▶ _Exercise details_
Extend the blog post below about restoring a vintage kitchen cupboard, picking up after its last line.

▶ _Document_
BEGIN

Call me crazy. Go ahead. You won’t be the first!
We had a client call us to ask if we do custom work on anything. Of course, I said, “Sure we do! Send me a pic!”
We agreed we could give this kitchen cupboard some love.
She and her hubby brought it over a couple of days later. I told her we would get to it as soon as we came back from summer vacation.
dirt and grime – yuck!
Wow. What did we get ourselves into!!
This vintage kitchen cupboard was her grandmother’s. She remembers it as a child in her grandmother’s home. So when she remembered that it was tucked away in a barn, she thought about having it restored.
I know what you must be thinking:
Yuck!! Look at those warped shelves! And those corners filled with who knows what! And omgoodness, that hardware is so rusted!
Are you crazy Cindy????
Maybe just a bit. I remember as a child, I visited my best friend and we spent our time scrubbing the burnt-on stains on her mom’s stainless steel pots and pans. Weirdly satisfying!
Enough of that, let’s get to work!

END

▶ _Dataset rows_
BEGIN

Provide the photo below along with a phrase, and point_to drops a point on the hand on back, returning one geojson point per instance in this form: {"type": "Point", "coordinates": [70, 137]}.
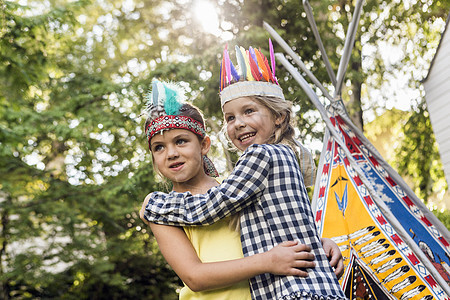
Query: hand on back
{"type": "Point", "coordinates": [290, 258]}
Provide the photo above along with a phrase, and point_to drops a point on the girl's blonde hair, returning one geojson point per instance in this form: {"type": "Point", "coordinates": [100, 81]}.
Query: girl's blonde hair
{"type": "Point", "coordinates": [284, 133]}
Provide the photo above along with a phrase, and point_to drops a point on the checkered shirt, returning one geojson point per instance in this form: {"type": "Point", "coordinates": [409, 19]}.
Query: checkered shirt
{"type": "Point", "coordinates": [267, 186]}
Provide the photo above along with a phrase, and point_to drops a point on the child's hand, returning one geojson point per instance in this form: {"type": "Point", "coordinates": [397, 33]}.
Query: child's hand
{"type": "Point", "coordinates": [142, 210]}
{"type": "Point", "coordinates": [334, 256]}
{"type": "Point", "coordinates": [290, 258]}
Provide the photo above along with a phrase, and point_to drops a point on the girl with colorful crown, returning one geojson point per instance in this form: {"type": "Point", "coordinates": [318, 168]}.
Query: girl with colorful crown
{"type": "Point", "coordinates": [208, 259]}
{"type": "Point", "coordinates": [266, 187]}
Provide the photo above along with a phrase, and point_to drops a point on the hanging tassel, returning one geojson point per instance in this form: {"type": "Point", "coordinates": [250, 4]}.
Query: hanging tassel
{"type": "Point", "coordinates": [241, 62]}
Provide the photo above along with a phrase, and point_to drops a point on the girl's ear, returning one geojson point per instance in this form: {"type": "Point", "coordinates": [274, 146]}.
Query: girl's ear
{"type": "Point", "coordinates": [205, 145]}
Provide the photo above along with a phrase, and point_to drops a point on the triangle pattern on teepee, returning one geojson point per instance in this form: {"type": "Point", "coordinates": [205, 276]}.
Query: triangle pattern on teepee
{"type": "Point", "coordinates": [347, 209]}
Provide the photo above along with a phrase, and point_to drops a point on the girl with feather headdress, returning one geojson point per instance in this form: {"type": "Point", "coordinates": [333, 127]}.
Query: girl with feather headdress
{"type": "Point", "coordinates": [208, 259]}
{"type": "Point", "coordinates": [267, 186]}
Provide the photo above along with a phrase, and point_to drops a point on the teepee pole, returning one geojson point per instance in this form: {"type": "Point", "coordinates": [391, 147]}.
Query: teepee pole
{"type": "Point", "coordinates": [315, 31]}
{"type": "Point", "coordinates": [381, 205]}
{"type": "Point", "coordinates": [297, 60]}
{"type": "Point", "coordinates": [348, 46]}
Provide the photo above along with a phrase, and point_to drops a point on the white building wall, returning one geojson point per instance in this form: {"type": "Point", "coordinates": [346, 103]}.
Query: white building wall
{"type": "Point", "coordinates": [437, 95]}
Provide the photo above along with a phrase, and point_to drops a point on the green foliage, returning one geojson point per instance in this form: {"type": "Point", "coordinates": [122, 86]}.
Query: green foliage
{"type": "Point", "coordinates": [418, 155]}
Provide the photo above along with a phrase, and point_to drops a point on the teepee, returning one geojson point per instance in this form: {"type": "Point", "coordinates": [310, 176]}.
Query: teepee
{"type": "Point", "coordinates": [393, 246]}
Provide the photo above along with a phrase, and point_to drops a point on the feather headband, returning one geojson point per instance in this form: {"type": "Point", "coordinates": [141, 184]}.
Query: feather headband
{"type": "Point", "coordinates": [253, 76]}
{"type": "Point", "coordinates": [163, 106]}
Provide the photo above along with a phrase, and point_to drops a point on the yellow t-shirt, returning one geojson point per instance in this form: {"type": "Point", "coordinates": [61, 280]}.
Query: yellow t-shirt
{"type": "Point", "coordinates": [216, 242]}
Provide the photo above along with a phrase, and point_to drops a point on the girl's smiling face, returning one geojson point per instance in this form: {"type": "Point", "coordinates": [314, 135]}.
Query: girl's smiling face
{"type": "Point", "coordinates": [177, 154]}
{"type": "Point", "coordinates": [248, 122]}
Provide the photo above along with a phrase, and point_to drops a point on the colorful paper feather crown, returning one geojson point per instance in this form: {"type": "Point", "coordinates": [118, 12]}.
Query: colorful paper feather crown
{"type": "Point", "coordinates": [254, 76]}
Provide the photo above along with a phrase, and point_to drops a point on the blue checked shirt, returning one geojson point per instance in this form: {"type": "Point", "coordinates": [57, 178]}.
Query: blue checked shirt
{"type": "Point", "coordinates": [267, 187]}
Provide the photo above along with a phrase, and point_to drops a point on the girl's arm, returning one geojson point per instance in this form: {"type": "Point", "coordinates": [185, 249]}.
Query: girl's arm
{"type": "Point", "coordinates": [334, 256]}
{"type": "Point", "coordinates": [241, 189]}
{"type": "Point", "coordinates": [284, 259]}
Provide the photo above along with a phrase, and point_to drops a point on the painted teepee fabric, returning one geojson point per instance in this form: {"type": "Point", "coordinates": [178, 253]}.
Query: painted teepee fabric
{"type": "Point", "coordinates": [393, 246]}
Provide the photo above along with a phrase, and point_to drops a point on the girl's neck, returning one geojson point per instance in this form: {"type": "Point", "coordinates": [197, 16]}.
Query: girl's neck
{"type": "Point", "coordinates": [199, 186]}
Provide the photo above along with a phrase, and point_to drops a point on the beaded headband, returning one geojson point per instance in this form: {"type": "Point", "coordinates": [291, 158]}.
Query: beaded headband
{"type": "Point", "coordinates": [163, 106]}
{"type": "Point", "coordinates": [255, 76]}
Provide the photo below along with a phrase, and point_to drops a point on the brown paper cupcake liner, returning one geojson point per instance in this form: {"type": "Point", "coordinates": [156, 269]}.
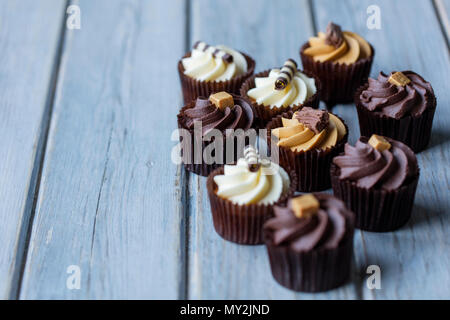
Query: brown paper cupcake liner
{"type": "Point", "coordinates": [242, 224]}
{"type": "Point", "coordinates": [204, 169]}
{"type": "Point", "coordinates": [264, 114]}
{"type": "Point", "coordinates": [311, 271]}
{"type": "Point", "coordinates": [376, 210]}
{"type": "Point", "coordinates": [339, 80]}
{"type": "Point", "coordinates": [313, 166]}
{"type": "Point", "coordinates": [412, 131]}
{"type": "Point", "coordinates": [192, 88]}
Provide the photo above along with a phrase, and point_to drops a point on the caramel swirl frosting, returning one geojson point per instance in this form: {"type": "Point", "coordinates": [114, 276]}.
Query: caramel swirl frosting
{"type": "Point", "coordinates": [310, 129]}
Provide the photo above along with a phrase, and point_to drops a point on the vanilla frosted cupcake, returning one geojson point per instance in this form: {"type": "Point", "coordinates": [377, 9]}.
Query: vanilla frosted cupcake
{"type": "Point", "coordinates": [307, 141]}
{"type": "Point", "coordinates": [340, 59]}
{"type": "Point", "coordinates": [207, 69]}
{"type": "Point", "coordinates": [242, 196]}
{"type": "Point", "coordinates": [279, 90]}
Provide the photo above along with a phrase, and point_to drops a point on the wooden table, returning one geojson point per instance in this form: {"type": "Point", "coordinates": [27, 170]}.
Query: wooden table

END

▶ _Exercise response_
The first step was to remove the back board. Or maybe I should say, thick cardboard. It was not the best quality of wood and was very flimsy. Our client wanted it replaced with bead board.
let’s get to work!
Often, I start a project with sanding using my DeWalt Orbital Sander. It really gives me an opportunity to give the piece a good once over. I physically touch every part of the piece, checking for needed repairs as I go.
I love that I get to work outside on gorgeous days like this!
Let’s talk about those warped boards and loose shelving supports! Woohoo, now we are havin’ fun!
repairing warped shelves
The top was very warped. I mean, it was saaaaagging!! We all sag a bit as we age and this little lady is quite possibly close to 90 years old!
Wood screws, wood glue and clamps help to straighten this board. I also added some wood peices at the very top to pull some of the warp out. Unfortunately, I didn’t get pictures. I will show pictures of the finished repair in the next post so you can see better how I repaired the warp completely.
The shelving supports that are in the back of this vintage kitchen cupboard were coming apart because they were warped as well. Wood screws, wood glue and clamps solve this problem too! Let me show you how!
Using a small tool like an artists brush, apply wood glue to the exposed areas. Then, use the Irwin QuickGrip clamp to close the gap.
Let me mention that when you use this method to repair furniture, squeeze the clamp until there is just a bit of glue squeezed out. The screws tighten it all up too. This helps the bond to be strong.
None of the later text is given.